* Problems
1 - Print, word for word, the part of the tech note below that opens with the words containing "I’ve been relying" and closes with "libraries support it.".
2 - Decide whether each statement agrees with the tech note below. Answer yes or no and quote the deciding words. (a) The setup it describes is meant for a server shared in laboratories or companies. (b) Ubuntu Desktop cannot be used for this setup. (c) It has you install Ubuntu 24.04 LTS on the server.

* Text passage

** Start **

MJUN Tech Note

Building a Machine Learning Server: Installing NVIDIA Driver, CUDA, and Docker on Ubuntu

Hello. This time I’ll write about the steps to install NVIDIA CUDA and build an environment for running PyTorch, TensorFlow, etc. using NVIDIA GPUs.

While there are many such articles out there, this article differs from others in that it assumes use as a server shared in laboratories or companies.

I’ve been relying on the following “What’s the current status of NVIDIA Docker? (20.09 version)” written by Mr. Sasaki from NVIDIA, but since the situation has changed in recent years, I’ll summarize it here.

This article aims to build an environment with the following:

  • Ubuntu 22.04 LTS Server (Desktop is also fine)
  • Docker
  • NVIDIA Driver, CUDA, NVIDIA Docker

Ubuntu Installation and Configuration

First, install Ubuntu 22.04 LTS Server on the server. At the time of writing, 24.04 LTS will be released in about a month, but 22.04 should be fine until various libraries support it.

** End **

* Data shown
** Start **

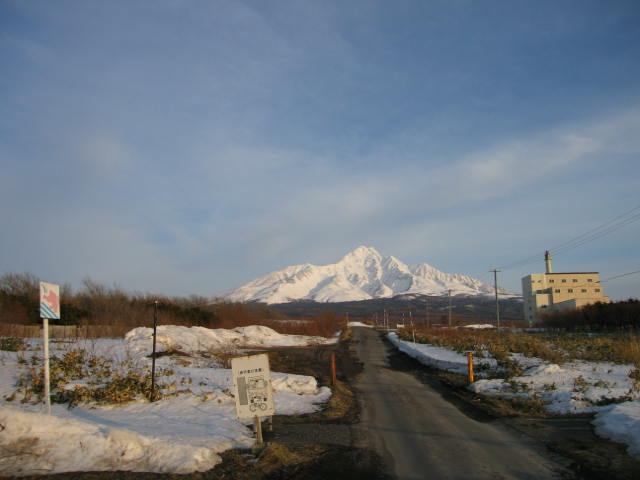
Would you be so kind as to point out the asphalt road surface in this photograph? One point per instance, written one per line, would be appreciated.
(420, 435)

** End **

* Answers in order
1 -
I’ve been relying on the following “What’s the current status of NVIDIA Docker? (20.09 version)” written by Mr. Sasaki from NVIDIA, but since the situation has changed in recent years, I’ll summarize it here.

This article aims to build an environment with the following:

  • Ubuntu 22.04 LTS Server (Desktop is also fine)
  • Docker
  • NVIDIA Driver, CUDA, NVIDIA Docker

Ubuntu Installation and Configuration

First, install Ubuntu 22.04 LTS Server on the server. At the time of writing, 24.04 LTS will be released in about a month, but 22.04 should be fine until various libraries support it.

2 -
(a) Yes: "it assumes use as a server shared in laboratories or companies"
(b) No: "Ubuntu 22.04 LTS Server (Desktop is also fine)"
(c) No: "First, install Ubuntu 22.04 LTS Server on the server."